Excerpted passage
● ● ● ● ●

Habitat conversion driven by extensification of agriculture in the humid tropics poses grave environmental risks, including, as Brawn (2017) demonstrates, to the biodiversity of some of the world’s most biodiverse places. Could intensification limit the damage? The contributions of Neill et al. (2017), Palm, Neill, Lefebvre, and Tully (2017), and Michelson (2017) hint at some ways in which it might. These authors show that respectively: The influence of tropical agriculture on freshwater might be less than would have been expected based on temperate zone evidence, that some tropical soils are well suited for intensification, and that better targeted input distribution could enable sustainable intensification. Spera (2017) urges another solution—arguing that promoting the intensification of agriculture on already cleared lands, such as cattle pastures in Brazil, could readily supply production that might otherwise be expected to come at the cost of future land conversion.

Also in the special issue were articles describing tropical agriculture–environment interactions that have traditionally received less scholarly attention. Many of these themes involve complex feedbacks between agriculture and other human and environmental systems. One example is the contribution by Coe et al. (2017) describing the importance of tropical forest for moderating regional climates. Building on the theme, A. S. Cohn (2017) shows that agricultural expansion can threaten agricultural productivity by disrupting the regional climate. Meanwhile, Wallington and Cai (2017) urge research and action on tropical agriculture cognizant of its role as a fulcrum balancing complex food–energy–water trade-offs. Finally, Trimmer, Bauza, Byrne, Lardizabal, and Guest (2017) makes the case that human health is both closely and complexly connected to agriculture and that this relationship can be expected to exert massive influence on the future the tropics.

(2) The tropics are highly socioeconomically and environmentally heterogeneous. Biodiversity, agricultural potential, ecosystem services, and best management practices all vary greatly spatially. This heterogeneity creates an imperative to delineate “where to put things” (Polasky et al., 2008) and how to connect them. For example, Michelson (2017), Palm et al. (2017), and Goldsmith (2017) show that best management practices depend on various factors as diverse as institutions, soils, and market access. Spera (2017) demonstrates how spatial data can better inform agricultural expansion. Finally, the work of Brawn (2017), Coe et al. (2017), and A. S. Cohn (2017) together suggest that not only the location of agriculture but also where it is situated in the wider landscape will shape how it influences society and the environment.

● ● ● ● ●

Material provided
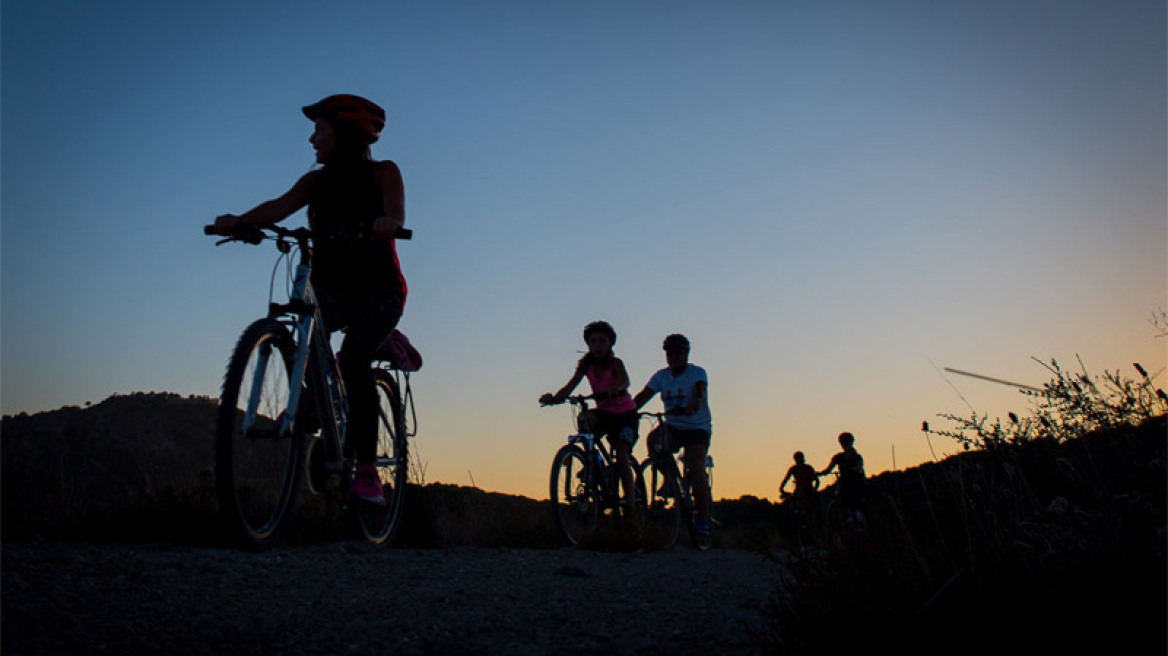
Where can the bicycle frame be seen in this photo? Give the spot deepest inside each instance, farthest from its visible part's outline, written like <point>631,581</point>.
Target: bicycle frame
<point>592,446</point>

● ● ● ● ●

Tasks to perform
[1] According to the passage on tropical agriculture, why is there an imperative to delineate "where to put things"? Answer in one to three sentences.
[2] Give what follows the final sentence of the passage on tropical agriculture.
The listing has nothing to do with the passage on tropical agriculture.

The answers
[1] The tropics are highly heterogeneous, both socioeconomically and environmentally. Biodiversity, agricultural potential, ecosystem services, and best management practices all vary greatly across space, so it matters where things go and how they are connected.

[2]
(3) We expect sociocultural and institutional factors to strongly shape the future of tropical agriculture and the environment. Palm et al. (2017), Endres and Endres (2017), and Goldsmith (2017) all demonstrate the importance of socioculturally sensitive institutional innovations. Such innovations (including contracts, learning networks, etc.) can help to shape agricultural value chains that are transparent, traceable, that promote sustainable practices, and that improve local economies. Access to such markets and institutions for agricultural inputs and outputs can powerfully transform and reconfigure tropical landscapes. Further work will need to elucidate which approaches work and why.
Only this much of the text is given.